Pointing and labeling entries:
▼
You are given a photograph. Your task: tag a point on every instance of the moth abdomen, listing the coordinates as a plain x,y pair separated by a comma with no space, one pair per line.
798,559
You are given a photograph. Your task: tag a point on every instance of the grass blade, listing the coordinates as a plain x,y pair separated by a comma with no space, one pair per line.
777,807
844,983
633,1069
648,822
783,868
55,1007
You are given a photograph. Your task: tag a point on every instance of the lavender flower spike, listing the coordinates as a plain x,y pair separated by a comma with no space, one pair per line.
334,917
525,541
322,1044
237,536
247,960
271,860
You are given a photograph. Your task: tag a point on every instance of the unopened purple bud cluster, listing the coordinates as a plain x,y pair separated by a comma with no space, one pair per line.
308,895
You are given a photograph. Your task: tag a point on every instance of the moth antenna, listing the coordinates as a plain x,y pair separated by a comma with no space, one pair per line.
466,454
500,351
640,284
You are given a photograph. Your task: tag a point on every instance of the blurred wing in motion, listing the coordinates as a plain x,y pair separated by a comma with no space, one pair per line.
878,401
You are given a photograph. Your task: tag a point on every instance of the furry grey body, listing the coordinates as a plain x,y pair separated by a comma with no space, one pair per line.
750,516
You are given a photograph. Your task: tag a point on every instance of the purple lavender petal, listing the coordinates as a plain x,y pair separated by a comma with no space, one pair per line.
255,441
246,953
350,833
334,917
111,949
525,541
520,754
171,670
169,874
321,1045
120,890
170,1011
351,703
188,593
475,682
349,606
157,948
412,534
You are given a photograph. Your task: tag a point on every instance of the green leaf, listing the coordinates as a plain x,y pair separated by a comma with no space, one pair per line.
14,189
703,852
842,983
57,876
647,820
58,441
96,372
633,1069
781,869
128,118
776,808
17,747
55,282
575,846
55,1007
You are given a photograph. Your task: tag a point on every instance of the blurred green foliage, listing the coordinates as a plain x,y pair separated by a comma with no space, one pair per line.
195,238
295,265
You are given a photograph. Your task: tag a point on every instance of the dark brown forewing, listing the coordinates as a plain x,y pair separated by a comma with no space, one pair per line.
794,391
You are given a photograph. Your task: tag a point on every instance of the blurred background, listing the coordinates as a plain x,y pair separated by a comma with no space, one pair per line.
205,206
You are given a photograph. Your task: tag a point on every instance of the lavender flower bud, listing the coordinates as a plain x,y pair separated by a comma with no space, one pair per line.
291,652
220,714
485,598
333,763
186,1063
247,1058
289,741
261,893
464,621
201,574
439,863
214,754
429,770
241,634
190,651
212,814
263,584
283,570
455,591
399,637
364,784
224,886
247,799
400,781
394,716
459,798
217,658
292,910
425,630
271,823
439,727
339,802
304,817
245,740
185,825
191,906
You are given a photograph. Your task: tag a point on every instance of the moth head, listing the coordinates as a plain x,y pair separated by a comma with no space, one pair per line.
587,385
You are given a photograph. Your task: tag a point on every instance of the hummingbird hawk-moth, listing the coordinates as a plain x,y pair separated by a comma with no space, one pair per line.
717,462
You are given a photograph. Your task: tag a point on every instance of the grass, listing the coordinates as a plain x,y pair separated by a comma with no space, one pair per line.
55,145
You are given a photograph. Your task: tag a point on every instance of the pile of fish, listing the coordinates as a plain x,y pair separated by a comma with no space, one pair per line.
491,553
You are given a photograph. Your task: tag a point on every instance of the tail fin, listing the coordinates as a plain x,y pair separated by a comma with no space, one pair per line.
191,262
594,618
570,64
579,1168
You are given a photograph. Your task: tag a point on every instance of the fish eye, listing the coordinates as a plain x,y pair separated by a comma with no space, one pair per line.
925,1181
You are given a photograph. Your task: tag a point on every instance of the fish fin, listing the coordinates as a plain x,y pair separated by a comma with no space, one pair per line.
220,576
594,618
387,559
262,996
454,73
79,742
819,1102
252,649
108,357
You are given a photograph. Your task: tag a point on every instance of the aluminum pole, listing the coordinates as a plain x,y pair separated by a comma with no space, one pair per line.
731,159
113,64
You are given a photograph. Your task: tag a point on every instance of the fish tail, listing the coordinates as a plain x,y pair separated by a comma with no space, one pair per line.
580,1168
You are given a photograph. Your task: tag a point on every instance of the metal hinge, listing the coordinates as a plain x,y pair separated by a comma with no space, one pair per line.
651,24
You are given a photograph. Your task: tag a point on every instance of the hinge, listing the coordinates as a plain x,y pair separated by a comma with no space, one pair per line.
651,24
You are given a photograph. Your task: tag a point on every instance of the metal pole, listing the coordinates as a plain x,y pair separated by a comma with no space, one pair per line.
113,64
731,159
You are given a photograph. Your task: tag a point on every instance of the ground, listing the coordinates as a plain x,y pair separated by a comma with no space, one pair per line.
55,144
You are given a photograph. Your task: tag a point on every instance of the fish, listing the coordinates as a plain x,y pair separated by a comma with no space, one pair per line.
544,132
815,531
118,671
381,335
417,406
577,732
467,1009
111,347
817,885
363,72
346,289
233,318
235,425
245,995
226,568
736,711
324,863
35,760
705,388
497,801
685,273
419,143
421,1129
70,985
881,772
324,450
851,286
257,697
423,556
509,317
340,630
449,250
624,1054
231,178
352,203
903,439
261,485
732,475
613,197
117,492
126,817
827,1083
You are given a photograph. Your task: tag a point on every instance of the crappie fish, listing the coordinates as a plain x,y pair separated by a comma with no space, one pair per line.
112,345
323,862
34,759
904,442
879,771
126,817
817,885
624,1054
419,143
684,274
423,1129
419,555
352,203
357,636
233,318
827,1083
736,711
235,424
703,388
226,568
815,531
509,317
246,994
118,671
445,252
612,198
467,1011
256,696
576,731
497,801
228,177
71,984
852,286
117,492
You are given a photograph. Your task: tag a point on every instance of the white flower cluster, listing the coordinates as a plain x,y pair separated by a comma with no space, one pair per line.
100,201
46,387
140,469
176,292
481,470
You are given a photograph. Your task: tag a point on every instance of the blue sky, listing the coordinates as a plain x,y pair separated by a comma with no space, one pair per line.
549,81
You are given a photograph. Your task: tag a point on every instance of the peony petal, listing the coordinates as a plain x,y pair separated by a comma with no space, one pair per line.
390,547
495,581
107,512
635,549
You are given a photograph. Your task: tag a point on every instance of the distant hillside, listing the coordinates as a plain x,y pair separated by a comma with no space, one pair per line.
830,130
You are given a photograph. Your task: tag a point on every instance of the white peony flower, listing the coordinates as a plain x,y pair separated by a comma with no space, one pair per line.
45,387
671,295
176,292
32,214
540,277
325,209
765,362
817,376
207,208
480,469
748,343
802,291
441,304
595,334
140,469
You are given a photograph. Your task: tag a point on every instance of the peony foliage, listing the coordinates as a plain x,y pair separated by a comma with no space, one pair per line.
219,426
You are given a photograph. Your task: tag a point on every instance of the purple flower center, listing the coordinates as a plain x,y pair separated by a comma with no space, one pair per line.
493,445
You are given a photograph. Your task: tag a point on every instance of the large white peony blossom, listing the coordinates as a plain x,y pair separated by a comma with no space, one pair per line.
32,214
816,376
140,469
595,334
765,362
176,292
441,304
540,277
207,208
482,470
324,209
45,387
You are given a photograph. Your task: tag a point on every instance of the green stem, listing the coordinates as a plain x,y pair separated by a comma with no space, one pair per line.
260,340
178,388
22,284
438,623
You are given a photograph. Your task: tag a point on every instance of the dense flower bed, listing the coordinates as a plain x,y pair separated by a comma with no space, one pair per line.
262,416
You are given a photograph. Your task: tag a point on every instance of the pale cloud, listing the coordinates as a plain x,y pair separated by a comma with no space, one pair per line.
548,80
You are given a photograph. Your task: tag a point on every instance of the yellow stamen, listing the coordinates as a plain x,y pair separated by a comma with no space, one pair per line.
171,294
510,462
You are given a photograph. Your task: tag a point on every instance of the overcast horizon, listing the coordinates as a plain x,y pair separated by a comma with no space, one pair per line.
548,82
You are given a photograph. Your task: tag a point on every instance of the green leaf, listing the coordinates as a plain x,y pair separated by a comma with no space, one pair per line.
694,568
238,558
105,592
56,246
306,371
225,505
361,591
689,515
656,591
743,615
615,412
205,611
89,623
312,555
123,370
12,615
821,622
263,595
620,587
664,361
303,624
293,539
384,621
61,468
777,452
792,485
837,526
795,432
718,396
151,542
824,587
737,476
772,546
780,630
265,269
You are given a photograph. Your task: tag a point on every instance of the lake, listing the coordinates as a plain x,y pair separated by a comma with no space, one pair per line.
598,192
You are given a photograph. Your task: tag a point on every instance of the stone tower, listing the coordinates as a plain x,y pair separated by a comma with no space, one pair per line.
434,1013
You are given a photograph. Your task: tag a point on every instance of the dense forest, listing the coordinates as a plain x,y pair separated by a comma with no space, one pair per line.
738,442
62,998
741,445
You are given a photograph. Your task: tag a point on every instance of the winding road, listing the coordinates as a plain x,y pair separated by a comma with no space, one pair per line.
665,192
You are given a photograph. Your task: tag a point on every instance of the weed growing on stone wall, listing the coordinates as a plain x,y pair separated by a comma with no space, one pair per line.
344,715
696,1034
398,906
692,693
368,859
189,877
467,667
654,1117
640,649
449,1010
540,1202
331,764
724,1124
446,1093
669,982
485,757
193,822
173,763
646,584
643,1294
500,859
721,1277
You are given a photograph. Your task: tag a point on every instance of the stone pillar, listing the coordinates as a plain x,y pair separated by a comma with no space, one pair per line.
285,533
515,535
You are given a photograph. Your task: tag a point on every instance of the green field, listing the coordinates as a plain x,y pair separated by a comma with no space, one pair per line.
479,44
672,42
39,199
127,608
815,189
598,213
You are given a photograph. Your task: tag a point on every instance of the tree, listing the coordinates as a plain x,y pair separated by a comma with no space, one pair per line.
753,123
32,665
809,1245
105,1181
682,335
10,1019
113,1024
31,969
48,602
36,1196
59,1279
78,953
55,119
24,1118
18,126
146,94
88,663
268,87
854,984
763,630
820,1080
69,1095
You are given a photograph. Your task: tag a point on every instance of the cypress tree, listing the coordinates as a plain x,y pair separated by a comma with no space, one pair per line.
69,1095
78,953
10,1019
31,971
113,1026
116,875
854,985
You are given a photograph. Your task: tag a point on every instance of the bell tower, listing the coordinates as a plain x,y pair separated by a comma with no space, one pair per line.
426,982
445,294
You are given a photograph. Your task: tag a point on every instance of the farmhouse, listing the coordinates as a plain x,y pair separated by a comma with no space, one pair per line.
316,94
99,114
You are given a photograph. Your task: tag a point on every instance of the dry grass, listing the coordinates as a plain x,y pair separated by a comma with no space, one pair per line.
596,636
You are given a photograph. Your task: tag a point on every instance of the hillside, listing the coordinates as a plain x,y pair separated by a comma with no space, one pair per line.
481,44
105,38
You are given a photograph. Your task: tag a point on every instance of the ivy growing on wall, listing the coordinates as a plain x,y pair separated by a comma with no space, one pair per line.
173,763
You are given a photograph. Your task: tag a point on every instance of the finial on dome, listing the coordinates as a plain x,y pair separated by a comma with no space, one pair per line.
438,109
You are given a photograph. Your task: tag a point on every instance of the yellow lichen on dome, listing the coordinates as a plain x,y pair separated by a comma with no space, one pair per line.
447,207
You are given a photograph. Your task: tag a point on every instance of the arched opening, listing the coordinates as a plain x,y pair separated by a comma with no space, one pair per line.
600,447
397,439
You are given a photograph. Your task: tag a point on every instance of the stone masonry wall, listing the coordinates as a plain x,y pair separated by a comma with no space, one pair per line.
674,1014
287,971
▲
INSTRUCTION –
Exactly and only the lines from the line containing "of the arched" through the last line of the entries should be copied, both ends included.

TASK SOLUTION –
You are given a photograph. Your task: tag a point on every instance of the arched opening, listing the coordinates as a plain x,y pair separated by a comma with no space, one pair per line.
600,447
397,439
You are given a photograph. Your task: tag a point on every instance of the stone masonry wall, listing the coordinates as a plain x,y pair separated by a comma with no space, one pair per line.
674,1014
287,971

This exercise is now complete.